__PROBLEM STATEMENT__. Pull out every line of the listing below where "mountain" appears.

__STUDY MATERIAL__.

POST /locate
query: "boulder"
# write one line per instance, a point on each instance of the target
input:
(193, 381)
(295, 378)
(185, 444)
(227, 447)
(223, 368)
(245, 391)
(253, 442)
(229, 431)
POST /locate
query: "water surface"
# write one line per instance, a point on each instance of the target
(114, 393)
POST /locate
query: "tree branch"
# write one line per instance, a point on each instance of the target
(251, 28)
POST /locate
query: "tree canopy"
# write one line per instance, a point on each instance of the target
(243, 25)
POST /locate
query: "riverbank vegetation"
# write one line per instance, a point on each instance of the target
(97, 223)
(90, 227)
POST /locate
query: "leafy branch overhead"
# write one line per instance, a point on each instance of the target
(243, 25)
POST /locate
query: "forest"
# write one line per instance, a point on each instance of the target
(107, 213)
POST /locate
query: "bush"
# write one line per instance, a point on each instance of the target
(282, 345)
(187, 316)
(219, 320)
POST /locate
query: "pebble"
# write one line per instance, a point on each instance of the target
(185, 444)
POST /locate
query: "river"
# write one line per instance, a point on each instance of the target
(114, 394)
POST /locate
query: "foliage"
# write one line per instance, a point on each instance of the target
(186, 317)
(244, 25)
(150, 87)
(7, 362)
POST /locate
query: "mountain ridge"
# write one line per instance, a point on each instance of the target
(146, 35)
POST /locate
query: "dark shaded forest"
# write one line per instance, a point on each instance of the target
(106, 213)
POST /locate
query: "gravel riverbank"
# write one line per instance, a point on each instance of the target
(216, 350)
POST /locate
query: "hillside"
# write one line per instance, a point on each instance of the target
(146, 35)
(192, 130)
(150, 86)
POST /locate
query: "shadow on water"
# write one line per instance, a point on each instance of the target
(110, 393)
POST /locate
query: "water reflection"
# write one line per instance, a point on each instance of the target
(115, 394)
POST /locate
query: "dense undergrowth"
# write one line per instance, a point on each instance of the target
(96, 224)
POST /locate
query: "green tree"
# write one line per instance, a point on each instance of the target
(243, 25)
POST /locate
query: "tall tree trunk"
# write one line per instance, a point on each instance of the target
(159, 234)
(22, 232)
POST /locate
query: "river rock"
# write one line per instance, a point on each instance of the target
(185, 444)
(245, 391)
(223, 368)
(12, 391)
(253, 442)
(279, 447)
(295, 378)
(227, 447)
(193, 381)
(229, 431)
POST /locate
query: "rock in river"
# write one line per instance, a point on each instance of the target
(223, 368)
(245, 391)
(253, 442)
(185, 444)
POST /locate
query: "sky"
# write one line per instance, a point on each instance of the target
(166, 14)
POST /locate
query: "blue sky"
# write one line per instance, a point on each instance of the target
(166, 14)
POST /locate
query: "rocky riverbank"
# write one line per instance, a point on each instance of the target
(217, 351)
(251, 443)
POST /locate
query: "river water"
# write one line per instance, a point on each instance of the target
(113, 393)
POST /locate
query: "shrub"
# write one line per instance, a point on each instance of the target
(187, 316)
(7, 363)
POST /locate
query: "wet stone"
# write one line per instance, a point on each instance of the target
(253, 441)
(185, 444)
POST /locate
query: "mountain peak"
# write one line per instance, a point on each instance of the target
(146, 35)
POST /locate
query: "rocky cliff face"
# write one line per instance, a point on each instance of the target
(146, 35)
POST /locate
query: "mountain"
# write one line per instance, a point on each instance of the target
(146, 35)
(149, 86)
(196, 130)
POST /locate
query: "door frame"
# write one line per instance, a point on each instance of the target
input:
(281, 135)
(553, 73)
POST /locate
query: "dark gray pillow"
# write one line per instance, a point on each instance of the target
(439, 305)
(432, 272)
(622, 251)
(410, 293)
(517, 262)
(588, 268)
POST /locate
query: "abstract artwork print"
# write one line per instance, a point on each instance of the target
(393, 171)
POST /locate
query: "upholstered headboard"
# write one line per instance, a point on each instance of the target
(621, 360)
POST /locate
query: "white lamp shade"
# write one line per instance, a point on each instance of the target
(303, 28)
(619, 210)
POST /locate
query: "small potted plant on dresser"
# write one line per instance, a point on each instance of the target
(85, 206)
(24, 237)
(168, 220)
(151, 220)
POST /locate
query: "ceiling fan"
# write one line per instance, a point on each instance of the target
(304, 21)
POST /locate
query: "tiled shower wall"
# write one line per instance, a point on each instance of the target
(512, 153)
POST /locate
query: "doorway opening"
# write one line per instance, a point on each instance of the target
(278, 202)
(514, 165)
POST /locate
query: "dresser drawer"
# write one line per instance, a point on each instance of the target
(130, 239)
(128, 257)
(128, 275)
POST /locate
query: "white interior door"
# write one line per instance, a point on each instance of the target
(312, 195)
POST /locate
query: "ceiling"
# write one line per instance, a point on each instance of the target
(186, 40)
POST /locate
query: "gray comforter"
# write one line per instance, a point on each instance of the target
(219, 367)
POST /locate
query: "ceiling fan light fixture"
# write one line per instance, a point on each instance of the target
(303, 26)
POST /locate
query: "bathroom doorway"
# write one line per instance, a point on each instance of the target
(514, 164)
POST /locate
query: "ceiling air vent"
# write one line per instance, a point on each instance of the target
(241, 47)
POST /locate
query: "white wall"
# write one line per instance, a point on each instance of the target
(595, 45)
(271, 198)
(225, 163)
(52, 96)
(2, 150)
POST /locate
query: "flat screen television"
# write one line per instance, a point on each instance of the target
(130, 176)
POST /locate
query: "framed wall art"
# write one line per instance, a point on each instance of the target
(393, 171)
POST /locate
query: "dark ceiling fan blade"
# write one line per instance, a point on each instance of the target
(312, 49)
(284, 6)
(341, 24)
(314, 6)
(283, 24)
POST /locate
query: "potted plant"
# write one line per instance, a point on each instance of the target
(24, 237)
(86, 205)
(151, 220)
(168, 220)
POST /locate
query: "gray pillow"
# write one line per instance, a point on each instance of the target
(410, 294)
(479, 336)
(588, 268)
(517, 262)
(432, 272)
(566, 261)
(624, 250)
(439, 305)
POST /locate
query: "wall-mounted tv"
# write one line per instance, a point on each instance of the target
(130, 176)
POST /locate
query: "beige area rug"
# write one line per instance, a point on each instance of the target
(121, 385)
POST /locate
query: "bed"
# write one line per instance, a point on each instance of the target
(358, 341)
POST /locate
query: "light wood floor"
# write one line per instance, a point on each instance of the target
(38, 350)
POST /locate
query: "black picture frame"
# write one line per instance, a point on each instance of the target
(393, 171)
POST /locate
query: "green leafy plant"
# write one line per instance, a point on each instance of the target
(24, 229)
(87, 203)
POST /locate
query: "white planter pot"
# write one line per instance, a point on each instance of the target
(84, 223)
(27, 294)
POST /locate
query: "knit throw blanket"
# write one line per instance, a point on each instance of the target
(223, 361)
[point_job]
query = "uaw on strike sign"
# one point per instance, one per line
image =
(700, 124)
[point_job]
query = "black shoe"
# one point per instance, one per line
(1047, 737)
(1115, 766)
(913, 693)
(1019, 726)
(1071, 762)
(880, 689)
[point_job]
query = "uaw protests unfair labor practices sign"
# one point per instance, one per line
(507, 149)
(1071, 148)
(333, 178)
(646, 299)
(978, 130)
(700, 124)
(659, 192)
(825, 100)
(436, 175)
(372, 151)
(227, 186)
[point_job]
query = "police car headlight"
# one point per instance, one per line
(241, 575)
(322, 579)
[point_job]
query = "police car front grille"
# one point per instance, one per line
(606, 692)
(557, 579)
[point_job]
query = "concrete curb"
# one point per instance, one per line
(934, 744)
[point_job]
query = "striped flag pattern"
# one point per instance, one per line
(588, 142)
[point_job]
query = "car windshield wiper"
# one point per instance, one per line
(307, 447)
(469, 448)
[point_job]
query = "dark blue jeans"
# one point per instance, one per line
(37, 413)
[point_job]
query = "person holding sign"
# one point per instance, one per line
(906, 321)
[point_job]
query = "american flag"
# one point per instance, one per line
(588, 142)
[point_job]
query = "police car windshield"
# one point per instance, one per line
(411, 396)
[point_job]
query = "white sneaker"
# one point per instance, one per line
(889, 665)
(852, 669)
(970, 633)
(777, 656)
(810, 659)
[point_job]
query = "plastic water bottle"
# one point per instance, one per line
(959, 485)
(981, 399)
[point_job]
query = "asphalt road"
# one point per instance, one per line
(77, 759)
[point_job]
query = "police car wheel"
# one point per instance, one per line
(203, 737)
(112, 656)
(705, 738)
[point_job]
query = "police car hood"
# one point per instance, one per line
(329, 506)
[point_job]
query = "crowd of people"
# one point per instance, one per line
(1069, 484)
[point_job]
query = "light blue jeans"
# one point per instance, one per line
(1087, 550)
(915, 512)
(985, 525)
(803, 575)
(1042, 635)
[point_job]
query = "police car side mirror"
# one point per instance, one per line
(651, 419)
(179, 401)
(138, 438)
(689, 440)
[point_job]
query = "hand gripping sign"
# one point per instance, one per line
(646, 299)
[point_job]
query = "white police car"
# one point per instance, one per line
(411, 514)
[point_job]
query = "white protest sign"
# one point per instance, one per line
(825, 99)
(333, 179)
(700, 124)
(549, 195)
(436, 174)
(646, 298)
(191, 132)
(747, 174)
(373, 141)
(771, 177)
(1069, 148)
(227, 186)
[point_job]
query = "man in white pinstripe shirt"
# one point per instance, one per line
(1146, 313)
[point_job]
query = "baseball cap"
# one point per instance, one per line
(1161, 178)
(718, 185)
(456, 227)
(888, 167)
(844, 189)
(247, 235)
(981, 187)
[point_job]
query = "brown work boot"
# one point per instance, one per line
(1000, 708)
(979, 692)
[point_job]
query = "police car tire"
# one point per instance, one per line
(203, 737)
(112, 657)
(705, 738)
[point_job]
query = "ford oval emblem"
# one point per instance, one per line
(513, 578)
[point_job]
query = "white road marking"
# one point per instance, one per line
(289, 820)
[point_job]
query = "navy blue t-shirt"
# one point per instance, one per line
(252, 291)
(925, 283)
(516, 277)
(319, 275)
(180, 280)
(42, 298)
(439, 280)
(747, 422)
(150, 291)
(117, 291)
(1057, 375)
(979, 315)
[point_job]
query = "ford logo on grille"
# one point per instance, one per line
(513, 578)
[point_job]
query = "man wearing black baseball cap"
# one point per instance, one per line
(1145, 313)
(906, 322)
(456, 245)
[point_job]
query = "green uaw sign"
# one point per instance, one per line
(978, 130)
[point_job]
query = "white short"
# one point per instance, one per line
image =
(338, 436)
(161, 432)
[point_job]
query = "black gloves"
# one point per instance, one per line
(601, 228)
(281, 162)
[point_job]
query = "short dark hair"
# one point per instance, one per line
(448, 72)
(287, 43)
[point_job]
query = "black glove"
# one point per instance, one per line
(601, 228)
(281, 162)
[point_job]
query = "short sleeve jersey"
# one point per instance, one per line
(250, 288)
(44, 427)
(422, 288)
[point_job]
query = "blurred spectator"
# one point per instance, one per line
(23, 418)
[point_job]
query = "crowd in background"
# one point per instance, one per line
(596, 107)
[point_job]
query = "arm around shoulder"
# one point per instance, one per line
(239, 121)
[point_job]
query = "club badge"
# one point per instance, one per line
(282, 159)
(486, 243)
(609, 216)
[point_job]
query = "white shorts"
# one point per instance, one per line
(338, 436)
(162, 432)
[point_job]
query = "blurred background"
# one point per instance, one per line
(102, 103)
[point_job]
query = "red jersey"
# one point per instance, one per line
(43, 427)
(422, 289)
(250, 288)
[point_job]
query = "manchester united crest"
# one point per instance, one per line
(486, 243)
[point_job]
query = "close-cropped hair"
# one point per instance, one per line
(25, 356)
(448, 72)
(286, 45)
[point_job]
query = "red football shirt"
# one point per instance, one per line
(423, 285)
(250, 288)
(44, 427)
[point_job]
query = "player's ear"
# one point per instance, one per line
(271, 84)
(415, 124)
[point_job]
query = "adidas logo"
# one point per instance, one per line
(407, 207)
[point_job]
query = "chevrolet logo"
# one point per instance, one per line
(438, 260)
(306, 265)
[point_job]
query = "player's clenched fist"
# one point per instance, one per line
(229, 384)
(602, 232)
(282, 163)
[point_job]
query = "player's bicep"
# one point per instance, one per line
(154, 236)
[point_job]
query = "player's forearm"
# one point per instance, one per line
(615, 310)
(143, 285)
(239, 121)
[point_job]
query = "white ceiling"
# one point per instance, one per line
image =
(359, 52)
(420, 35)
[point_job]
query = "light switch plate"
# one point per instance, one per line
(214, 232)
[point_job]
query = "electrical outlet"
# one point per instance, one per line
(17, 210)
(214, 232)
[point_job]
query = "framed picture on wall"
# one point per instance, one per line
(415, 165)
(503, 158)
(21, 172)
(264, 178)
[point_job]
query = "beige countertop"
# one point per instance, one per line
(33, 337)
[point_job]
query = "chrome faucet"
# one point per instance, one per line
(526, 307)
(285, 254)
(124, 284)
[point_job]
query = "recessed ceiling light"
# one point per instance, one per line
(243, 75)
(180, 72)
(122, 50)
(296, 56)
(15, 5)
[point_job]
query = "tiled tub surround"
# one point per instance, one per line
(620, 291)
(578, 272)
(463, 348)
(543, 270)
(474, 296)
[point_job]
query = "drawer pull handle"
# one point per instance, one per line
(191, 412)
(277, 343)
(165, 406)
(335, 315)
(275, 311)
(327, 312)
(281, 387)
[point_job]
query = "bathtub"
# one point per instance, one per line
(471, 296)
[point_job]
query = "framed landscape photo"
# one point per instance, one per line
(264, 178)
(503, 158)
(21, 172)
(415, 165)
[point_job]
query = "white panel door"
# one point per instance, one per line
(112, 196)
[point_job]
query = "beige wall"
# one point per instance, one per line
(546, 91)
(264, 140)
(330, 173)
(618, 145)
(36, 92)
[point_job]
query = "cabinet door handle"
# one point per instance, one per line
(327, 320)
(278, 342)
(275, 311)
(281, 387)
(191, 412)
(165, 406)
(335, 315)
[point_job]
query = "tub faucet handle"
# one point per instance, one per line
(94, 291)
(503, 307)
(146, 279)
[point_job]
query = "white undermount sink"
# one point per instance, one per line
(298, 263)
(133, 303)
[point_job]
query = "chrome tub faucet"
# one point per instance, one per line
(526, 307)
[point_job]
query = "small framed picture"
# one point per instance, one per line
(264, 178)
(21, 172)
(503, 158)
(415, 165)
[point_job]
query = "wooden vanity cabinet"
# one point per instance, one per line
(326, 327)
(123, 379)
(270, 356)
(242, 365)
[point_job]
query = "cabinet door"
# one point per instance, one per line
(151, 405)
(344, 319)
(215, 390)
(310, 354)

__TASK OUTPUT__.
query: "mountain ridge"
query: "mountain peak"
query: "mountain"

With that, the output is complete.